TEXT SHOWN:

Today’s lack of skilled labor accounts for the President’s lifting immigration
quotas for foreigners who possess the skills in 600 or more technical crafts,
accounts for the deportation of many better-paying jobs, and accounts for North
Carolina’s frequent failure to recruit the kind of high-skill job-employers to
which the State aspires. This same lack of skilled labor accounts for U.S.
consumers finding it cheaper to throw away or discard malfunctioning technical
devices and purchase new replacements that are manufactured abroad, with
resulting higher and higher imbalances in the U.S. balance of payments month
after month.
What is greatly needed is a post high school residential skills academy that
would be this State’s flagship vocational education institution, sufficiently
funded to make a difference. This academy should be under the auspices of the
University of North Carolina. When proposed in the past, detractors have asked
why such an institution should not be a part of the Community College System.
The essential reasons for placing such an institution within the University
System are all critical to its success. The available faculty within the U.S. is
scarce at the present time and to recruit quality faculty would require the
salary schedules and flexibility found in the University System, not the
Community College System. Successful recruitment of faculty would necessitate
their having a status that only the University can provide. Such a faculty needs
access to publishing in recognized academic journals and in being recognized in
the national academic community. No community college in North Carolina can
successfully recruit faculty from MIT, Ohio State University, or Cal Tech.
The decision to locate the biotechnology center on the Campus of N.C. State
attests to the accuracy of these same conclusions. The biotechnology center
would normally be one of twelve to sixteen departments of this kind of skills
academy.
A location adjacent to N.C. State University would be a special asset since the
curriculum of a skills academy would not remain static and current faculty at
N.C. State University in more traditional studies could teach allied courses on
occasion at the academy without the academy having to duplicate these positions
on a full-time basis.
Quality skills training is much more expensive per student than what is normally
confronted with the regular curriculums found in our community colleges.
Expensive equipment is almost always required. The current community college
system doesn’t have the resources to provide quality skills training and when
given the choice of spending $1,000,000 on training six students, to be crane
operators for instance, versus having another computer course for 300 students,
each community college has almost always chosen the latter.
The State can’t actually afford to furnish the kind of faculty and equipment
ultimately needed for quality skills training at 85 community colleges. This
State’s population distribution also makes this approach impractical. For
instance, the State may need to train twenty elevator mechanics at any one time.

PROBLEMS TO WORK ON:
1. Reproduce word for word the part of the passage on a vocational skills academy that opens with the words containing "A location adjacent" and closes with "our community colleges.".
2. Answer these from the passage on a vocational skills academy:
(a) Under whose auspices does the passage say the academy should be placed?
(b) Which center was located on the campus of N.C. State?
(c) How many community colleges does the passage say the State can't afford to equip for quality skills training?
3. Write what comes next in the passage on a vocational skills academy, picking up after its final sentence.

DATA EXTRACT:
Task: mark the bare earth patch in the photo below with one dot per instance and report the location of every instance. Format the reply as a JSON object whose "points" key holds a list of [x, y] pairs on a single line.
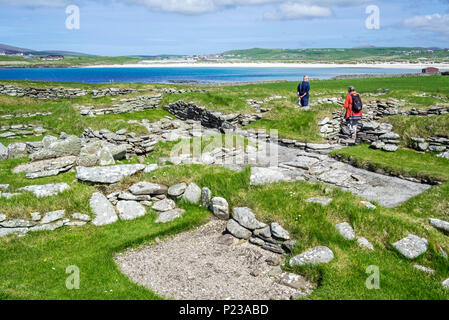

FINAL ANSWERS:
1.
A location adjacent to N.C. State University would be a special asset since the
curriculum of a skills academy would not remain static and current faculty at
N.C. State University in more traditional studies could teach allied courses on
occasion at the academy without the academy having to duplicate these positions
on a full-time basis.
Quality skills training is much more expensive per student than what is normally
confronted with the regular curriculums found in our community colleges.

2.
(a) The University of North Carolina.
(b) The biotechnology center.
(c) 85.

3.
For this training, there may need to be four to six multi-storied training
towers for a variety of elevator installations. The equipment for this training
might easily be $5,000,000. Only a single residential training facility for this
purpose makes sense.
Here are the kinds of services that a skills academy could provide:
1. It could establish for the first time a training facility to educate
vocational education teachers for both high schools and community colleges. It
could establish an accreditation program similar to what we have for all other
public school teachers.
2. Using the Institute of Government at Chapel Hill as a model, it could provide
residential programs of two weeks duration twice a year for the formal
apprentices in the State’s apprenticeship program. The apprenticeship program is
scattered throughout the State and is designed to harness the current skilled
labor force of certified journeymen to train one-on-one another generation of
journeymen. These apprentices are required by the U.S. Department of Labor to
have 144 hours of related instruction each year. One reason that apprenticeship
training is weak in North Carolina is the unavailability of quality related
instruction. This State has not successfully harnessed its existing journeymen
into a system that will produce the kind of skilled labor force needed for
successful long-term economic growth, growth that produces well-paying jobs.
What the Institute of Government did for North Carolina local government was
provide a place where city and county officials such as clerks of court,
register of deeds, and highway patrolmen could go for training and take
refresher courses. Albert Coat’s initiative in establishing the Institute of
Government was a significant innovation for training local government officials
and has now been replicated in many other states.
3. It could produce course curriculum and materials, videos, and use the State’s
teleconferencing system for teaching at other locations.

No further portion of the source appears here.